── Entries provided
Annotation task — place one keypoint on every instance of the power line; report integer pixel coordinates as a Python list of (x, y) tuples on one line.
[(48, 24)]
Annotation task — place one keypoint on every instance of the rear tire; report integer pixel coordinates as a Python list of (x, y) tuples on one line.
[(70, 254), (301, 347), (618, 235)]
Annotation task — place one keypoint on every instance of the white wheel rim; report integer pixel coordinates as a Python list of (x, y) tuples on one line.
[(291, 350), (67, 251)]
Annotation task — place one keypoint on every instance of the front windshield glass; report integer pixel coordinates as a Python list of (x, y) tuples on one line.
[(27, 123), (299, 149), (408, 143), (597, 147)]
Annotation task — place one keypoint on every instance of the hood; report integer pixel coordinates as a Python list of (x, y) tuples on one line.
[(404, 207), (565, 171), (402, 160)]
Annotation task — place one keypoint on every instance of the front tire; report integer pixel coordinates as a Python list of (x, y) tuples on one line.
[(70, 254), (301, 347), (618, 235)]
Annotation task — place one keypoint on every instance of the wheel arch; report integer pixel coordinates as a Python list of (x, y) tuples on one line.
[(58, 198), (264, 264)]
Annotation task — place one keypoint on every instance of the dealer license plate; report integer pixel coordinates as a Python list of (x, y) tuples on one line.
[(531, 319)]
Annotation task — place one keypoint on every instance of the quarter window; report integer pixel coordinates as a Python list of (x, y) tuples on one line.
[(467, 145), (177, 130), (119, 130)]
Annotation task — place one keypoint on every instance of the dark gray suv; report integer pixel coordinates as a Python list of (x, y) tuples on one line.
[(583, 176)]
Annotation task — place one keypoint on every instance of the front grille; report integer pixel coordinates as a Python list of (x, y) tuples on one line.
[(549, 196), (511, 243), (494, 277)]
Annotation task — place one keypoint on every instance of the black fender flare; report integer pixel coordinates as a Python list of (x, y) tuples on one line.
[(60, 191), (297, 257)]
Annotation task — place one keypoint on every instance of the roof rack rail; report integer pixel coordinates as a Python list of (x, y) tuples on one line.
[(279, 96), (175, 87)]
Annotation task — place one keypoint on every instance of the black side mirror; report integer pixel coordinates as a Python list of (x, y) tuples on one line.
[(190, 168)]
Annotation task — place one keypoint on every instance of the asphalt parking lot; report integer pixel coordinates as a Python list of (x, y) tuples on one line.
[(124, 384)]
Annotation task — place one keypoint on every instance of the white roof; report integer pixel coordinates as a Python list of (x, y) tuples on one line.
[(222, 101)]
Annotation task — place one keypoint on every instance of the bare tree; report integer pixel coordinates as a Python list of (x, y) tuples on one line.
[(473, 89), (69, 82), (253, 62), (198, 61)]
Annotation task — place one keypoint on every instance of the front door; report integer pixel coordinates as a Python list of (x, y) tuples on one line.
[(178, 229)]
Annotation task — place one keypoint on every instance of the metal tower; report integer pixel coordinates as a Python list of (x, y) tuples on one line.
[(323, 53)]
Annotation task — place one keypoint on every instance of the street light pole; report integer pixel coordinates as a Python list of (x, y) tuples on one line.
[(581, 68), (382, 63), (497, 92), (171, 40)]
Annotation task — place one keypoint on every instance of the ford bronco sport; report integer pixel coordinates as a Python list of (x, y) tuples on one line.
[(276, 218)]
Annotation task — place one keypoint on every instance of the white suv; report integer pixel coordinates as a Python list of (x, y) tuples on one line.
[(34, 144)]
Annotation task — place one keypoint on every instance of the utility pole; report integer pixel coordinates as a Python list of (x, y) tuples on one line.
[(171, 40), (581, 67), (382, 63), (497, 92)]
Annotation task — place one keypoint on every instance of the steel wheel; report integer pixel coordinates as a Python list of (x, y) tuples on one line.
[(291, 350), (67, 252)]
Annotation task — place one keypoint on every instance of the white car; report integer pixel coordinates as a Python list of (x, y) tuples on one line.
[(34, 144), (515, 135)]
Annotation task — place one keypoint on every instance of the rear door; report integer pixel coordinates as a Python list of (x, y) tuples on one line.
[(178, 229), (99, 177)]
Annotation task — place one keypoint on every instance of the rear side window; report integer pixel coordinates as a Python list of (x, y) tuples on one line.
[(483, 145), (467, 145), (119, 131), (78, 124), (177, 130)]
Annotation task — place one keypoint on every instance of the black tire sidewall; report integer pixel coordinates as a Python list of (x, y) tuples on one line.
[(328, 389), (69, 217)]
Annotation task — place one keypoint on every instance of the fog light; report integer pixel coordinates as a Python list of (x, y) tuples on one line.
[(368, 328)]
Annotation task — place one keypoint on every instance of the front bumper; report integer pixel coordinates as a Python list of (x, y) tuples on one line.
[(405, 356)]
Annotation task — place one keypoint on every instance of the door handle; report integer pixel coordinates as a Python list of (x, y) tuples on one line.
────
* _Brief_
Each entry above, in full, should be output exactly as it reads.

* _Solution to the exercise_
Annotation task — place one keypoint on every instance of the power line; report integer pixel coordinates as a Python list of (x, y) tuples on one line.
[(48, 24)]
Annotation task — place one keypoint on every instance of the rear tire; report integer pixel coordinates as a Python list of (x, y) tuples on one line.
[(70, 254), (301, 347), (618, 235)]
Annotation task — place one keypoint on every instance of the white wheel rim; report integer pixel coordinates as a Python list of (x, y) tuples on one line.
[(291, 350), (67, 251)]
Annotation task — place one keypoint on every instance of the front windshield glass; report integer pixel coordinates as a Python list of (x, y) tuples on one line.
[(27, 123), (299, 149), (408, 143), (597, 147)]
Annotation task — place one keypoint on every instance of the hood; report integer pixel coordinates as a Python list of (x, y) tuples on one line.
[(404, 207), (565, 171), (402, 160)]
Annotation task — place one keypoint on every instance of the front tire; report integer pixel coordinates as a Python list of (x, y) tuples on one line.
[(70, 254), (301, 347), (618, 235)]
Annotation task — place one keypoint on every instance of the wheel arch; report integer pixel coordinates as a Python list of (x, y) tuples on one line.
[(58, 198), (264, 264)]
Annotation task — place one keypoint on every instance of the dealer license plate; report integer pixel coordinates as a Python list of (x, y) tuples on one line.
[(531, 319)]
Annotation task — place one keypoint on every instance of the quarter window; report integer pixel coordinates as a Python list of (x, y) tuples on one line.
[(467, 145), (177, 130), (119, 130)]
Annotation task — place one keypoint on every instance of the dark gray suv; report integer pixel coordinates as a Python list of (x, y) tuples on one line.
[(583, 176)]
Annotation task — place one keypoint on every instance of the front grille; report integer pixel coordinates as a Python list of (x, y) tuples on one line.
[(549, 196), (511, 243), (494, 277)]
Annotation task — place one keypoint on every instance of the black fender flare; report integer pixel coordinates as a Python list of (x, y) tuples on one line.
[(60, 191), (297, 257)]
Annotation task — place one keypoint on every instance of the roof rack rail; report integer pixel coordinates as a Python list of (x, y) tuples on one line.
[(279, 96), (175, 87)]
Annotation task — place one keypoint on every instance of the black side mirror; report integer pixel coordinates as a Python list of (x, y) tuples on one line.
[(190, 168)]
Annotation task — place one keypoint on every instance of the asphalt parking lot; report integer pixel coordinates as a Python list of (x, y) tuples on one line.
[(124, 384)]
Annotation task — place one keypoint on every instance of the white roof; report integer pixel coordinates as a Python list of (x, y) tuples on one line.
[(222, 101)]
Annotation task — place one keypoint on every instance of the bare tree; report integer pixel coordinates as a Python list of (x, y) tuples on one line.
[(473, 89), (69, 82), (253, 62), (198, 61)]
Annotation task — place one keypoint on every instance of the front door; report integer pixel coordinates as a Python list of (x, y) tuples on one line.
[(178, 229)]
Annotation task — place one keypoint on every instance of the metal tower; report integer pixel coordinates as a Python list of (x, y) tuples on one line.
[(323, 53)]
Annotation task — place one keypoint on every instance of the street light pole; report integer pixel coordinates as a Python list of (x, y) tuples on one line.
[(581, 68), (382, 63), (497, 92), (171, 40)]
Annotation task — place one keypoint on every instance of the ford bronco sport; report integer pixel coordinates as a Python list of (x, y) tuples on one line.
[(276, 218)]
Annotation task — place one keypoint on every instance of the white suv; report integer pixel coordinates as a Python list of (x, y) tuples on one line.
[(34, 144)]
Annotation task — place one keypoint on every instance of the utility pole; report integer pixel coordinates as a Python list of (x, y) tuples on one line.
[(171, 40), (581, 67), (382, 63), (497, 92)]
Annotation task — place one keypoint on every instance of the steel wheel; report integer pixel coordinates as a Python list of (x, y) tuples on one line.
[(291, 350), (67, 252)]
Annotation task — place one keypoint on every instance of the white car; report integer pixel coordinates as a Python list of (x, y) tuples on one line.
[(34, 144), (515, 135)]
Annotation task — place one keypoint on every instance of the rear door; report integer pixel coordinates as a Python list of (x, y) tuples on one line.
[(178, 229), (99, 177)]
Annotation task — place one keypoint on every instance of the rear side window; report integer pixel coordinates as a Python list of (x, y) tuples on one line.
[(483, 145), (467, 145), (119, 131), (78, 124), (177, 130)]
Annotation task — place one keypoint on every instance of the black tire sidewall; report integer pixel coordinates as a Python list of (x, y) tuples on one line.
[(328, 389), (69, 217)]
Annotation task — place one keypoint on every instance of the fog light; report integer pixel coordinates as a Python list of (x, y) tuples on one line.
[(368, 328)]
Annotation task — place one keypoint on every instance of the front bumper; report integer pixel coordinates as a Python list of (x, y) tuples on one line.
[(405, 356)]
Annotation task — place one keypoint on every instance of the door handle; report integer pixel coordinates as a Python list of (x, y) tuples on one line.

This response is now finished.